Can you transcribe every record below exactly as it appears?

[Point labeling examples]
— BEGIN —
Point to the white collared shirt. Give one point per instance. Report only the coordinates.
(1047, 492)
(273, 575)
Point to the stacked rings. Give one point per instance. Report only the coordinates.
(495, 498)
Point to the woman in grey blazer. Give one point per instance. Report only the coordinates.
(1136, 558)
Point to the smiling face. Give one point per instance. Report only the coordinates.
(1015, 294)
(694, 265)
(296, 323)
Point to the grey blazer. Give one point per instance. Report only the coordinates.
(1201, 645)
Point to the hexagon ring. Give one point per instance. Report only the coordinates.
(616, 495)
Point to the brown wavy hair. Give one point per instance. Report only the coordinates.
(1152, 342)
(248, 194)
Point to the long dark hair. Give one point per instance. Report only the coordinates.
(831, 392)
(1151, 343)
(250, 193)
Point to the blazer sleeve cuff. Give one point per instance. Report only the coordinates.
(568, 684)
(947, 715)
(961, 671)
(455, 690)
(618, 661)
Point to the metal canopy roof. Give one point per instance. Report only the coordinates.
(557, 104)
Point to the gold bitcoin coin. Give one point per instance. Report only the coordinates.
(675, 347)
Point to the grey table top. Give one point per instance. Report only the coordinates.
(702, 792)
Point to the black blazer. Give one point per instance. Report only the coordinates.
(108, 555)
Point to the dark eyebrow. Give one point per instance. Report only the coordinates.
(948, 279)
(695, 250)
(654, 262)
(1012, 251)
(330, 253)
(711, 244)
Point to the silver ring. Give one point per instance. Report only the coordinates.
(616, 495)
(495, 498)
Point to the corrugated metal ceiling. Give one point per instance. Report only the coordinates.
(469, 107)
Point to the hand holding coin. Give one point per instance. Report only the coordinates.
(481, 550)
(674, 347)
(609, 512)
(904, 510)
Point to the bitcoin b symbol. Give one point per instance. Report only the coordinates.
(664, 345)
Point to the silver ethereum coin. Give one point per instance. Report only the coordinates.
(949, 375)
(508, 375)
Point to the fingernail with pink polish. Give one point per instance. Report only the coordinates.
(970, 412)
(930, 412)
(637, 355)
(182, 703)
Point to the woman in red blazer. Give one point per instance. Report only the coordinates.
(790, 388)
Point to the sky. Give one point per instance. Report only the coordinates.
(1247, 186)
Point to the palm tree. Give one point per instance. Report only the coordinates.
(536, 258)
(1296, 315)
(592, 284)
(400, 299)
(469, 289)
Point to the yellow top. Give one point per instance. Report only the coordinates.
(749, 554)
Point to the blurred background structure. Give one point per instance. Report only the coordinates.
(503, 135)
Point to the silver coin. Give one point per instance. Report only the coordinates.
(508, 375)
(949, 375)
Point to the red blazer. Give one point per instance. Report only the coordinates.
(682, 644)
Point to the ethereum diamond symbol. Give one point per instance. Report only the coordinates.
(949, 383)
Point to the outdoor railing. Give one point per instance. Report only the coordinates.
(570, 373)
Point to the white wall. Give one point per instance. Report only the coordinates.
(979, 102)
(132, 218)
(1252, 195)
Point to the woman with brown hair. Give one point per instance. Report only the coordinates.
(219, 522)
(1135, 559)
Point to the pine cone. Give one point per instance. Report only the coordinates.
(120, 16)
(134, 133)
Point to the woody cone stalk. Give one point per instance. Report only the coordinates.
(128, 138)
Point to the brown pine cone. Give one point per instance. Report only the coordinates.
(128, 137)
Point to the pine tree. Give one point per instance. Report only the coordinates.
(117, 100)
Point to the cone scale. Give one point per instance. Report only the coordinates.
— END —
#### Task response:
Point to the white collared shirt. Give one point per instance. Report only the coordinates.
(1047, 492)
(273, 575)
Point to the stacked rings. Give one point per instance. Report only the coordinates.
(495, 498)
Point to the woman in grey blazer. Give one point per instance. Report only the coordinates.
(1136, 558)
Point to the smiling face. Give one point per instance. Report only the coordinates.
(1015, 294)
(694, 265)
(296, 323)
Point to the grey blazer. Give one point per instance. Report only the coordinates.
(1201, 645)
Point to the hexagon ring. Give one point per instance. Report only the coordinates.
(616, 495)
Point to the brown wavy hair. Give one point per instance. Report only the coordinates.
(1152, 342)
(248, 194)
Point to the long dark hair. Give one point per instance. Report only the coordinates.
(831, 392)
(1151, 343)
(250, 193)
Point to the blazer sleeve cuff. Give one point per instance. Report only the coordinates.
(568, 684)
(947, 715)
(961, 671)
(455, 690)
(618, 661)
Point to the metal canopy roof. Give one point per instance. Report only the coordinates.
(557, 104)
Point to the gold bitcoin coin. Give one point per instance. Report only the coordinates.
(675, 347)
Point to the grey table top. Give one point per instance. Report only the coordinates.
(702, 792)
Point to the black blazer. Give one point per instance. Report only the coordinates.
(108, 555)
Point to the dark eyebrow. Give one point per instance. Report only the coordinates.
(948, 279)
(695, 250)
(654, 262)
(1012, 251)
(330, 253)
(711, 244)
Point to the silver ring. Give one point per instance. Report only the coordinates.
(616, 495)
(495, 498)
Point to the corrugated metal ceiling. Give one point per instance. Report only the coordinates.
(469, 107)
Point to the hand holding coin. Give one point per instance. Report only the coordinates.
(481, 550)
(674, 347)
(609, 512)
(904, 510)
Point to the bitcoin b symbol. Give one point per instance. Report only the coordinates.
(664, 345)
Point to the silver ethereum coin. Give one point per instance. Report only the coordinates.
(949, 375)
(508, 375)
Point to the fingernail with pink polish. Give one point per instance. Report only the coordinates.
(970, 412)
(930, 412)
(637, 355)
(182, 703)
Point to the woman in red blazer. Give one point per instance. Report only the coordinates.
(790, 388)
Point to the sky. Give one point per instance. Report only the coordinates.
(1247, 186)
Point to the palm tree. Give one point per instance. Report only the coordinates.
(536, 258)
(1296, 315)
(592, 284)
(400, 299)
(469, 289)
Point to the yellow top. Give one point per instance. Report only the coordinates.
(749, 554)
Point to the blurred background structure. Give one point per instance. Report only the coordinates.
(503, 135)
Point to the silver coin. Give one point per instance. Report only the coordinates.
(508, 375)
(949, 375)
Point to the red blazer. Give one point per instance. Report only the coordinates.
(682, 644)
Point to the ethereum diamond symbol. Give one point per instance. Report only the coordinates.
(949, 383)
Point to the outdoor railing. Give one point per instance. Report only the coordinates.
(570, 373)
Point to the white wall. Give one point per instance. Report only the coordinates.
(979, 102)
(132, 218)
(1252, 195)
Point to the woman with brown hair. Give one point per instance. Report only the coordinates.
(219, 522)
(1135, 559)
Point to the pine cone. Give one point per instance. Report only the coordinates.
(120, 16)
(134, 133)
Point to the woody cone stalk. Give one point per instance. Report only the coordinates.
(128, 138)
Point to the brown pine cone. Give one point per instance. Report only the coordinates.
(128, 137)
Point to the pine tree. Give one point per instance. Report only the coordinates.
(117, 100)
Point to the cone scale. Give one point per instance. Report only the coordinates.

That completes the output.